Fishing for Memories: the Material Consequences of Nostalgia

I recently gave a lecture on a ‘Sources and Methods in Heritage Studies’ course at Aarhus University on a theme of doing interviews and oral histories. It is a research approach that I have used quite often in my work; something that I enjoy and something that I feel has a lot of potential, both in terms of having analytical power in providing material through which to understand the world better, and also something that has a great deal of ‘traction’. Interview and oral history material can be exciting! People are always interested in conversational material as a lens in to a field of research – and people always enjoy hearing some interesting stories in class.

My task of putting the lecture together, one might think therefore, should have been easy. And I have plenty of really nice material to draw from as case studies in order to illustrate the lecture. However, I was also keen to get across to the students the importance of having a strict ethical code of conduct; of ensuring that such material should be collected fairly and the use of the material should be carefully thought through, so that interviewees should provide ‘informed consent’ for the material that a researcher collects. This provided me with a problem – I had lots of nice material (lots of juicy stories), but I have never done an interview with anyone in which I asked an additional question: Is it OK if I use some of the juicy bits for my teaching?” … I can hardly instruct all my students to adhere to strict ethical guidelines about the use of interview data if I cannot stick with the instructions myself! And so, despite having a lot of really nice oral history and interview material, I felt that I couldn’t directly use this material in my lecture.

● Data rows:

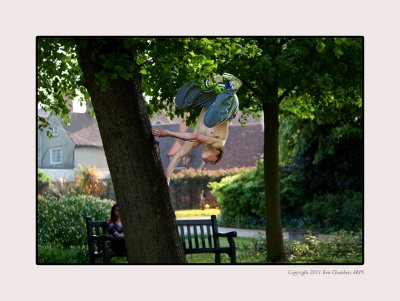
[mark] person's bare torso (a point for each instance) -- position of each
(220, 131)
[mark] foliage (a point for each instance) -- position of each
(62, 221)
(188, 188)
(58, 76)
(43, 182)
(88, 180)
(242, 197)
(342, 247)
(335, 211)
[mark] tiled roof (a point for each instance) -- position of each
(84, 130)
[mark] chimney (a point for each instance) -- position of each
(88, 109)
(70, 103)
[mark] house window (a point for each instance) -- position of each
(56, 155)
(54, 130)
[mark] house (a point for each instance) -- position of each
(79, 143)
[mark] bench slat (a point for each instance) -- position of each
(196, 237)
(203, 242)
(189, 235)
(193, 231)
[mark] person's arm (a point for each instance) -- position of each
(187, 147)
(192, 137)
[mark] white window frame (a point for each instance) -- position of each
(52, 162)
(55, 130)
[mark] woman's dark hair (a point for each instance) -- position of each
(112, 215)
(219, 156)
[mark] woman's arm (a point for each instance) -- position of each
(192, 137)
(187, 147)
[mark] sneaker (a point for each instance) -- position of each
(232, 82)
(214, 79)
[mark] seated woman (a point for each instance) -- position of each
(114, 228)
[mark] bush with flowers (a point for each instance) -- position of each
(189, 188)
(61, 224)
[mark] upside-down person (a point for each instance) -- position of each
(212, 124)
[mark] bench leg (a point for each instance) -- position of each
(218, 258)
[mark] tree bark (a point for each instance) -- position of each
(275, 249)
(133, 158)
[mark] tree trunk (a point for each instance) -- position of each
(132, 155)
(275, 249)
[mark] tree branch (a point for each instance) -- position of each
(283, 95)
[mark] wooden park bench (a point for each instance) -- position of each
(197, 236)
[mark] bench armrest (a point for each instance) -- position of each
(228, 234)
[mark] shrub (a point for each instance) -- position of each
(61, 222)
(341, 247)
(189, 188)
(332, 212)
(242, 197)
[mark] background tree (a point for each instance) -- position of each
(296, 76)
(111, 75)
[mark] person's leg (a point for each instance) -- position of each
(224, 108)
(190, 95)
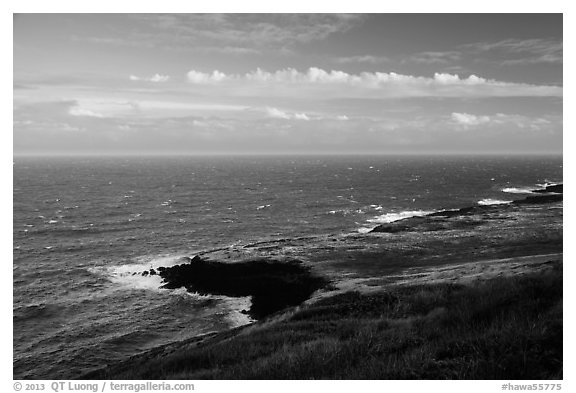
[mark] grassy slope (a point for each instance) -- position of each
(506, 328)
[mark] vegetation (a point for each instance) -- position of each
(505, 328)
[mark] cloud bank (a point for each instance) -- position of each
(372, 84)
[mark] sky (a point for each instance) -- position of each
(287, 83)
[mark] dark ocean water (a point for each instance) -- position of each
(81, 224)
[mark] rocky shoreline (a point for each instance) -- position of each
(464, 246)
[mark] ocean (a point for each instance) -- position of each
(82, 226)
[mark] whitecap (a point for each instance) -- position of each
(490, 201)
(129, 275)
(517, 190)
(391, 217)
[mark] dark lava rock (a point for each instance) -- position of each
(272, 285)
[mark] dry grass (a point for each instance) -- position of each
(507, 328)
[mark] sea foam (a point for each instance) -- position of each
(517, 190)
(391, 217)
(490, 201)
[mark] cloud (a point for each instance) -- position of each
(254, 29)
(79, 111)
(156, 78)
(521, 122)
(434, 57)
(279, 114)
(203, 78)
(468, 120)
(368, 84)
(362, 59)
(526, 51)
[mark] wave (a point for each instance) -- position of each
(490, 201)
(548, 184)
(518, 190)
(391, 217)
(129, 276)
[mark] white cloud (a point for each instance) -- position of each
(372, 84)
(362, 59)
(156, 78)
(79, 111)
(522, 51)
(468, 120)
(279, 114)
(204, 78)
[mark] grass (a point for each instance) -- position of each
(506, 328)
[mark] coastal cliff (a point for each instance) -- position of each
(473, 293)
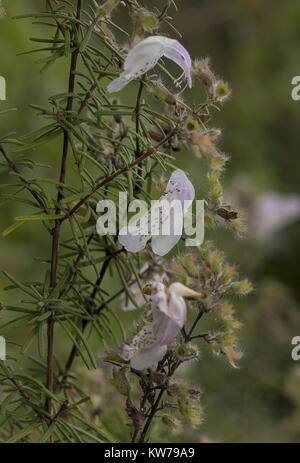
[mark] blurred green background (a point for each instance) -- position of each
(255, 46)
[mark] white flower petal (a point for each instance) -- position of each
(163, 244)
(177, 53)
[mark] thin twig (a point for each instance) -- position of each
(56, 230)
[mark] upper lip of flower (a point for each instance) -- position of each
(135, 237)
(144, 56)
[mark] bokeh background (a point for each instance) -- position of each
(255, 46)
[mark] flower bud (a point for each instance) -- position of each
(232, 355)
(148, 20)
(191, 412)
(189, 266)
(216, 260)
(177, 390)
(215, 193)
(228, 273)
(108, 6)
(187, 351)
(203, 72)
(171, 421)
(220, 91)
(192, 125)
(120, 381)
(224, 310)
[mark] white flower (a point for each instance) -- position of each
(168, 318)
(144, 56)
(179, 192)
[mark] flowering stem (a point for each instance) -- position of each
(171, 370)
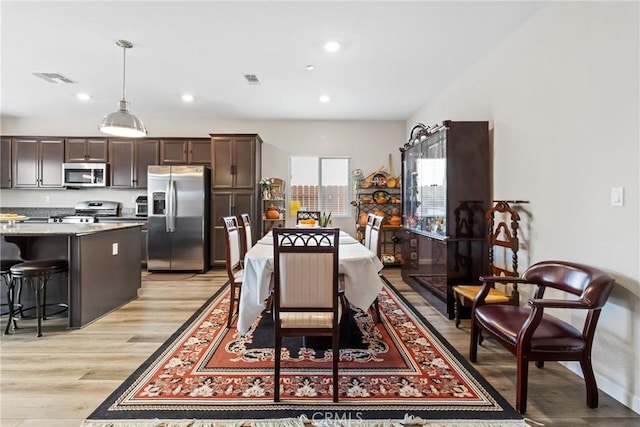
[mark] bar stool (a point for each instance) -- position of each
(5, 276)
(37, 273)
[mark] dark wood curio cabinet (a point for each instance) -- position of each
(446, 188)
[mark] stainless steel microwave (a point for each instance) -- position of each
(84, 174)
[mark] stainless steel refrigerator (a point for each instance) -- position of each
(179, 220)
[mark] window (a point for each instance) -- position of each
(320, 184)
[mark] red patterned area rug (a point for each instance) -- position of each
(400, 371)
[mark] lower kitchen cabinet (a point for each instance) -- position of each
(226, 203)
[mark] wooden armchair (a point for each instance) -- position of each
(502, 245)
(306, 296)
(531, 334)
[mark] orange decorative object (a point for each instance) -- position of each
(272, 212)
(395, 221)
(362, 219)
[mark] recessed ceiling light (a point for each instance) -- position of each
(332, 46)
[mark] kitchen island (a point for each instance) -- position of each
(104, 264)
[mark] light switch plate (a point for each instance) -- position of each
(617, 196)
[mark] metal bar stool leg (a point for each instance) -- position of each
(10, 288)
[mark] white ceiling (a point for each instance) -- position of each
(395, 55)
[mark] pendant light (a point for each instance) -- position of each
(122, 122)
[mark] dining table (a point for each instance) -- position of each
(359, 266)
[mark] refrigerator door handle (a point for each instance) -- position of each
(171, 206)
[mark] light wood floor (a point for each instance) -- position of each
(59, 379)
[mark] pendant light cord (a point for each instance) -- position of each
(124, 70)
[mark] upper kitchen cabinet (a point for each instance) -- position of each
(37, 162)
(86, 150)
(5, 163)
(130, 160)
(185, 151)
(236, 161)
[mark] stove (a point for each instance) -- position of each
(88, 212)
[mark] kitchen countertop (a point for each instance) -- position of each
(40, 229)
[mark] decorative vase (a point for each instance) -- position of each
(272, 212)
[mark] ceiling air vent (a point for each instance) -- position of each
(252, 79)
(53, 77)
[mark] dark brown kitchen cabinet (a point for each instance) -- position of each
(225, 203)
(130, 160)
(236, 161)
(236, 166)
(5, 163)
(37, 162)
(93, 150)
(185, 151)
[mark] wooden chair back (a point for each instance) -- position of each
(374, 238)
(306, 294)
(300, 215)
(245, 220)
(502, 240)
(233, 263)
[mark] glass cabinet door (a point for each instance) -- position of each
(425, 181)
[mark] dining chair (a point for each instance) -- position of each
(303, 215)
(533, 335)
(367, 230)
(502, 244)
(235, 271)
(374, 246)
(307, 300)
(245, 219)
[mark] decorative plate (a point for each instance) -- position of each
(379, 179)
(380, 194)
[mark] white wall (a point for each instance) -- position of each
(562, 97)
(368, 143)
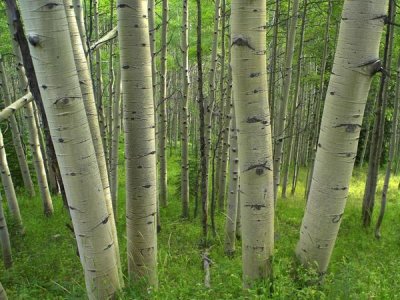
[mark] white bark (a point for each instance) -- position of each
(356, 61)
(249, 65)
(49, 42)
(140, 154)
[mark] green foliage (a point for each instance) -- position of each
(46, 265)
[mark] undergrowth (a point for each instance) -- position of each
(46, 265)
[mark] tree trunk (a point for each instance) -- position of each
(249, 64)
(89, 102)
(184, 111)
(356, 61)
(73, 143)
(162, 111)
(5, 238)
(8, 186)
(280, 122)
(16, 136)
(232, 208)
(140, 162)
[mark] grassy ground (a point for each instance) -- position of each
(46, 265)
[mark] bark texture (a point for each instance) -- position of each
(356, 61)
(250, 94)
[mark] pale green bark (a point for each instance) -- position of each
(15, 106)
(16, 136)
(5, 238)
(356, 61)
(280, 122)
(3, 294)
(250, 94)
(89, 102)
(140, 155)
(162, 110)
(232, 207)
(184, 111)
(49, 42)
(8, 185)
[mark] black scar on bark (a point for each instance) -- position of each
(242, 42)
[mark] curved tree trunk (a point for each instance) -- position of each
(356, 61)
(249, 64)
(140, 163)
(72, 140)
(89, 102)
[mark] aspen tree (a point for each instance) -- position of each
(250, 94)
(34, 141)
(5, 238)
(89, 102)
(162, 110)
(8, 185)
(232, 207)
(49, 43)
(281, 118)
(16, 135)
(3, 294)
(184, 111)
(356, 61)
(140, 155)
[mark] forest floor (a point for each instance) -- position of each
(46, 265)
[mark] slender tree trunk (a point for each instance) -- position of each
(162, 111)
(249, 64)
(3, 294)
(8, 186)
(232, 208)
(281, 120)
(379, 126)
(356, 61)
(392, 147)
(89, 102)
(292, 119)
(184, 111)
(16, 136)
(202, 129)
(5, 239)
(140, 163)
(72, 140)
(115, 142)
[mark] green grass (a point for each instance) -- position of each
(46, 265)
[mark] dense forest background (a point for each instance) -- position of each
(196, 256)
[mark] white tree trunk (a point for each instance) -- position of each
(249, 64)
(49, 42)
(140, 154)
(356, 61)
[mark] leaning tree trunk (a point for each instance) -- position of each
(356, 61)
(16, 135)
(70, 131)
(162, 111)
(5, 238)
(250, 94)
(89, 102)
(140, 163)
(232, 207)
(184, 112)
(8, 186)
(3, 294)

● Aim: Continue the blog post on interviews and oral histories from where it stops.

● Task answer:
Upon realising my dilemma, I was reminded by all those automated telephone messages I have sat through, which talk about how “this conversation will be recorded and used for training purposes”. Such phrases always annoy me, and I am not about to start asking such a question in my research interviews – nor go back and check with old interviewees whether it would be OK to use their material! So, what should I do?

I decided upon conducting an imaginary interview with my Gran (1912-2002), together with some commentary from my Grandad (1913-1967), who actually died before I was born. And since they were both born in the small fishing community of Mousehole, near Penzance in West Cornwall, then the subject of ‘fishing communities before the War’ was an obvious choice.

Mousehole2

Mousehole – a ‘typical’ Cornish fishing village

I guess this is a sort of auto-ethnography, since the interview narratives derive from my memory of stories that my Gran used to tell me, but there are also some archival materials. In practice, the exercise ended up being a strange personal monologue involving an intergenerational narrative stretching back over five generations of my family to the 1880s. The narrative contains several statements of ‘factual truth’ (some interesting and more widely relevant, and some banal and of interest only to a few people). As a whole, however, the power of the narrative lies in between the lines of what is said; within the margins of the ‘factual account’ produced from my memory of my Gran’s stories, and perhaps within what is not said – or remembered by me.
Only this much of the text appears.